- **What is being asked**: Output the items from their start through the line containing "Query: patterned snake skin" as a JSON list of strings, one string per line and no blank lines, with the pictures left out.

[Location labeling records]
<<<<
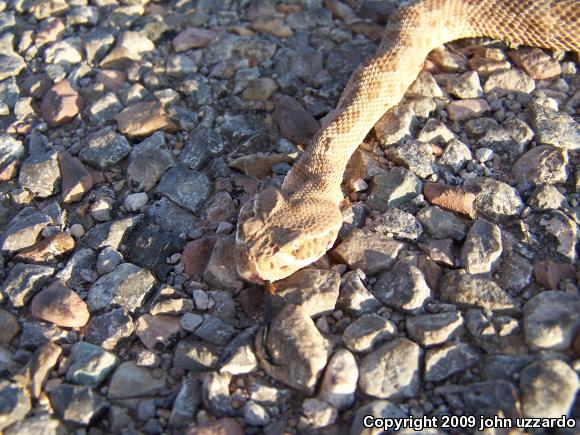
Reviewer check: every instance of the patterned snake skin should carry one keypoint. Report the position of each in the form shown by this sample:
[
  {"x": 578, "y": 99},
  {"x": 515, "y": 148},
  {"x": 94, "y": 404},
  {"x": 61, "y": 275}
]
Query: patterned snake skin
[{"x": 281, "y": 231}]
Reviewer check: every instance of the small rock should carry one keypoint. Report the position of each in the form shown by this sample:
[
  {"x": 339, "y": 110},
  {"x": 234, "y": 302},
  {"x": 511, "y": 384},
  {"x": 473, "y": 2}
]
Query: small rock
[
  {"x": 354, "y": 296},
  {"x": 255, "y": 414},
  {"x": 295, "y": 122},
  {"x": 129, "y": 380},
  {"x": 507, "y": 82},
  {"x": 547, "y": 197},
  {"x": 45, "y": 250},
  {"x": 435, "y": 131},
  {"x": 37, "y": 424},
  {"x": 510, "y": 139},
  {"x": 402, "y": 287},
  {"x": 536, "y": 64},
  {"x": 195, "y": 356},
  {"x": 89, "y": 364},
  {"x": 156, "y": 332},
  {"x": 192, "y": 37},
  {"x": 548, "y": 389},
  {"x": 455, "y": 156},
  {"x": 23, "y": 281},
  {"x": 367, "y": 331},
  {"x": 104, "y": 148},
  {"x": 440, "y": 251},
  {"x": 318, "y": 414},
  {"x": 392, "y": 371},
  {"x": 393, "y": 189},
  {"x": 108, "y": 260},
  {"x": 223, "y": 425},
  {"x": 108, "y": 329},
  {"x": 462, "y": 110},
  {"x": 399, "y": 224},
  {"x": 218, "y": 272},
  {"x": 260, "y": 89},
  {"x": 126, "y": 286},
  {"x": 214, "y": 330},
  {"x": 549, "y": 273},
  {"x": 135, "y": 201},
  {"x": 434, "y": 329},
  {"x": 298, "y": 352},
  {"x": 148, "y": 162},
  {"x": 40, "y": 174},
  {"x": 76, "y": 179},
  {"x": 340, "y": 380},
  {"x": 316, "y": 291},
  {"x": 10, "y": 327},
  {"x": 442, "y": 362},
  {"x": 143, "y": 119},
  {"x": 185, "y": 404},
  {"x": 23, "y": 230},
  {"x": 187, "y": 188},
  {"x": 101, "y": 209},
  {"x": 553, "y": 127},
  {"x": 542, "y": 165},
  {"x": 61, "y": 104},
  {"x": 442, "y": 224},
  {"x": 482, "y": 247},
  {"x": 564, "y": 230},
  {"x": 77, "y": 231},
  {"x": 60, "y": 305},
  {"x": 497, "y": 200},
  {"x": 450, "y": 198},
  {"x": 468, "y": 290},
  {"x": 551, "y": 319},
  {"x": 14, "y": 404},
  {"x": 396, "y": 126},
  {"x": 465, "y": 85},
  {"x": 78, "y": 405},
  {"x": 371, "y": 252},
  {"x": 216, "y": 394}
]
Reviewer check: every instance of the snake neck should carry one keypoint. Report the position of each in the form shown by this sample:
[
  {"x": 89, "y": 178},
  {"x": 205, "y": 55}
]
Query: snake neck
[{"x": 381, "y": 82}]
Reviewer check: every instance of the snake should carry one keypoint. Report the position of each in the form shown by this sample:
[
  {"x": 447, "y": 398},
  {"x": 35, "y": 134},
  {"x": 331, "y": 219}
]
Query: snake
[{"x": 281, "y": 231}]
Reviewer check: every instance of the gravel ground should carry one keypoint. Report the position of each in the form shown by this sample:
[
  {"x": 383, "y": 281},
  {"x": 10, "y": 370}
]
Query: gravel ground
[{"x": 133, "y": 131}]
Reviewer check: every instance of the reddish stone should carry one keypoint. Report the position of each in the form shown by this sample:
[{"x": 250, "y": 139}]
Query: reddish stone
[
  {"x": 143, "y": 119},
  {"x": 47, "y": 249},
  {"x": 112, "y": 80},
  {"x": 252, "y": 301},
  {"x": 156, "y": 332},
  {"x": 223, "y": 426},
  {"x": 439, "y": 250},
  {"x": 451, "y": 198},
  {"x": 61, "y": 104},
  {"x": 193, "y": 37},
  {"x": 431, "y": 271},
  {"x": 60, "y": 305},
  {"x": 50, "y": 32},
  {"x": 535, "y": 63},
  {"x": 76, "y": 179},
  {"x": 549, "y": 273},
  {"x": 196, "y": 255},
  {"x": 294, "y": 121}
]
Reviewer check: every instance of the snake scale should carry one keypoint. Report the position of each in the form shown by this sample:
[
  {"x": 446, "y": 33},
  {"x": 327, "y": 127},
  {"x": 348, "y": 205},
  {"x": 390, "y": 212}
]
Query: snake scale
[{"x": 282, "y": 231}]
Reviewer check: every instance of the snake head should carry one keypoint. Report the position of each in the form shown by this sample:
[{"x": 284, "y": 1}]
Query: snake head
[{"x": 278, "y": 235}]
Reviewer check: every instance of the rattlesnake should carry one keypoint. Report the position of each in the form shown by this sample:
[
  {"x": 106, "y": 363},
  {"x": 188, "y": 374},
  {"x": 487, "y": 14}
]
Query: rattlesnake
[{"x": 281, "y": 231}]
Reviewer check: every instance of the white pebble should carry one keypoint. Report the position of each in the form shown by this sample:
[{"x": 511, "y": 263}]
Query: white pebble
[
  {"x": 77, "y": 231},
  {"x": 135, "y": 201},
  {"x": 483, "y": 155}
]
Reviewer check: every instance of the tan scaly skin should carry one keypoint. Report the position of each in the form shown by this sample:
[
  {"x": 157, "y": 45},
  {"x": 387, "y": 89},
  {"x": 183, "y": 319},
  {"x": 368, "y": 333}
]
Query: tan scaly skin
[{"x": 282, "y": 231}]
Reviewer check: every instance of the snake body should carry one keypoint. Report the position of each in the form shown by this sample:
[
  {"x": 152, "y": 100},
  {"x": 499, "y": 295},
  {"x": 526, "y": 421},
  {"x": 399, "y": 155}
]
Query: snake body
[{"x": 281, "y": 231}]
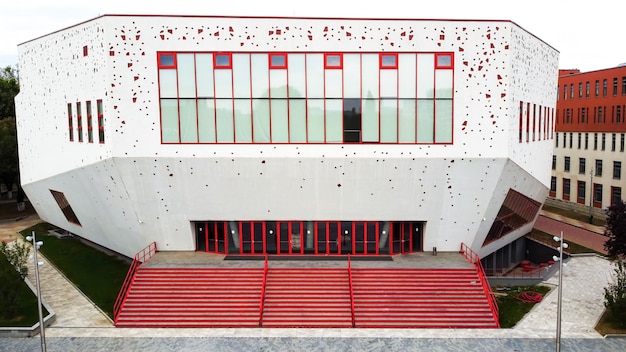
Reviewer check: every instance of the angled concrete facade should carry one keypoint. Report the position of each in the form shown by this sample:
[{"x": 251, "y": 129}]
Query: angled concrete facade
[{"x": 135, "y": 186}]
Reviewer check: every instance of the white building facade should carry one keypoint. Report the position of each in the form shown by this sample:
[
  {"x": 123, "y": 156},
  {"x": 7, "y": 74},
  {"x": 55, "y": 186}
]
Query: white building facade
[{"x": 288, "y": 135}]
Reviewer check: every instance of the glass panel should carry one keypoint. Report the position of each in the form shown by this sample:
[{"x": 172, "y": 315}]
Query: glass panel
[
  {"x": 166, "y": 60},
  {"x": 169, "y": 120},
  {"x": 371, "y": 237},
  {"x": 388, "y": 120},
  {"x": 334, "y": 120},
  {"x": 186, "y": 76},
  {"x": 167, "y": 83},
  {"x": 352, "y": 76},
  {"x": 260, "y": 76},
  {"x": 223, "y": 83},
  {"x": 280, "y": 121},
  {"x": 315, "y": 75},
  {"x": 425, "y": 121},
  {"x": 241, "y": 75},
  {"x": 258, "y": 237},
  {"x": 188, "y": 122},
  {"x": 206, "y": 120},
  {"x": 425, "y": 75},
  {"x": 370, "y": 120},
  {"x": 388, "y": 83},
  {"x": 278, "y": 83},
  {"x": 443, "y": 80},
  {"x": 295, "y": 72},
  {"x": 315, "y": 121},
  {"x": 261, "y": 120},
  {"x": 204, "y": 75},
  {"x": 224, "y": 120},
  {"x": 443, "y": 121},
  {"x": 351, "y": 120},
  {"x": 243, "y": 121},
  {"x": 321, "y": 237},
  {"x": 333, "y": 83},
  {"x": 407, "y": 74},
  {"x": 369, "y": 71},
  {"x": 406, "y": 120},
  {"x": 297, "y": 120}
]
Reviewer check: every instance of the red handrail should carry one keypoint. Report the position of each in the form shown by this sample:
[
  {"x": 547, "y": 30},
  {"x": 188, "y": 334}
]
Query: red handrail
[
  {"x": 473, "y": 258},
  {"x": 141, "y": 257},
  {"x": 264, "y": 284},
  {"x": 351, "y": 290}
]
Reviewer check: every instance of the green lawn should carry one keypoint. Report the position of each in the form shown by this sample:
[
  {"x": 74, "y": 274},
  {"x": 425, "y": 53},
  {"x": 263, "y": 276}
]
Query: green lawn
[
  {"x": 26, "y": 305},
  {"x": 97, "y": 274},
  {"x": 513, "y": 310}
]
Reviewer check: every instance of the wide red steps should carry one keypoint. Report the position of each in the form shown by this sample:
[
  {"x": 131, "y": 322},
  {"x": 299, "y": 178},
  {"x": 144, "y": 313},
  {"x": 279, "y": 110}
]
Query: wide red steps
[{"x": 306, "y": 298}]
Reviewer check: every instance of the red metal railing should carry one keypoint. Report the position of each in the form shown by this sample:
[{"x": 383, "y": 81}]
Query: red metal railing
[
  {"x": 473, "y": 258},
  {"x": 351, "y": 290},
  {"x": 261, "y": 303},
  {"x": 141, "y": 257}
]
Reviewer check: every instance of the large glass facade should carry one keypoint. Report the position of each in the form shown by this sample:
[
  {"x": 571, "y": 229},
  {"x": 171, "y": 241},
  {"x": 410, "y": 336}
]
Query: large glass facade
[{"x": 306, "y": 97}]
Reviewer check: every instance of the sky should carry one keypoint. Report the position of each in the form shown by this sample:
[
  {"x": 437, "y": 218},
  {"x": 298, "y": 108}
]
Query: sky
[{"x": 588, "y": 34}]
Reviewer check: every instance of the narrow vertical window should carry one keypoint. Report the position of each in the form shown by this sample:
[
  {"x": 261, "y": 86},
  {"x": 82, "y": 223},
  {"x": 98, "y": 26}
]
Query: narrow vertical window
[
  {"x": 79, "y": 121},
  {"x": 100, "y": 120},
  {"x": 70, "y": 122},
  {"x": 333, "y": 60},
  {"x": 89, "y": 122}
]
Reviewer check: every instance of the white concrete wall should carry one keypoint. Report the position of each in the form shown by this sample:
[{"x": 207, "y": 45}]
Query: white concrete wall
[{"x": 133, "y": 190}]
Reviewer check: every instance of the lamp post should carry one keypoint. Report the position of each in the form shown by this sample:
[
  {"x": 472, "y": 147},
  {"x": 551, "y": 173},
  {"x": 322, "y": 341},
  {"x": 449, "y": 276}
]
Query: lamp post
[
  {"x": 37, "y": 245},
  {"x": 591, "y": 197},
  {"x": 562, "y": 245}
]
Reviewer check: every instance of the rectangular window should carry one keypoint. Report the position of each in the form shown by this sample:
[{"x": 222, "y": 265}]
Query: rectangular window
[
  {"x": 388, "y": 60},
  {"x": 70, "y": 122},
  {"x": 566, "y": 188},
  {"x": 278, "y": 60},
  {"x": 616, "y": 195},
  {"x": 333, "y": 60},
  {"x": 580, "y": 195},
  {"x": 597, "y": 195},
  {"x": 100, "y": 112},
  {"x": 222, "y": 60},
  {"x": 79, "y": 121},
  {"x": 66, "y": 209},
  {"x": 166, "y": 60},
  {"x": 89, "y": 121},
  {"x": 581, "y": 165}
]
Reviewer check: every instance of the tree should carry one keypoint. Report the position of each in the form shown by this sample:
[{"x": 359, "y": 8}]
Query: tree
[
  {"x": 11, "y": 275},
  {"x": 9, "y": 87},
  {"x": 615, "y": 295},
  {"x": 616, "y": 230}
]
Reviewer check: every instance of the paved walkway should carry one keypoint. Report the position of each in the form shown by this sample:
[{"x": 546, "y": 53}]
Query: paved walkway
[{"x": 80, "y": 326}]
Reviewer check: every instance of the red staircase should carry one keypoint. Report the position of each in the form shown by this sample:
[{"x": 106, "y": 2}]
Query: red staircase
[
  {"x": 193, "y": 297},
  {"x": 307, "y": 298},
  {"x": 420, "y": 298}
]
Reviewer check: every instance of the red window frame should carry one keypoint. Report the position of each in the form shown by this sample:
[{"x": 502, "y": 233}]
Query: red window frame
[
  {"x": 79, "y": 121},
  {"x": 161, "y": 65},
  {"x": 89, "y": 121},
  {"x": 440, "y": 66},
  {"x": 330, "y": 66},
  {"x": 383, "y": 66},
  {"x": 222, "y": 66},
  {"x": 271, "y": 64}
]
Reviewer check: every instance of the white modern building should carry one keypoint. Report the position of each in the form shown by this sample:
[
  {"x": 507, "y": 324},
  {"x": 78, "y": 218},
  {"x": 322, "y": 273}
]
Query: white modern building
[{"x": 288, "y": 136}]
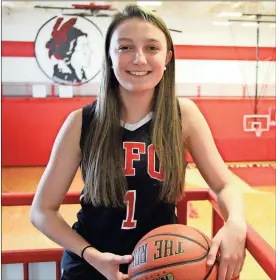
>>>>
- **Correct result**:
[
  "Reviewer check: every instance of the patterned snake skin should carry one keypoint. Report the position of each in the form shown by this sample:",
  "[",
  "  {\"x\": 578, \"y\": 99},",
  "  {\"x\": 515, \"y\": 148},",
  "  {\"x\": 94, \"y\": 404},",
  "  {\"x\": 61, \"y\": 275}",
  "]",
  "Query: patterned snake skin"
]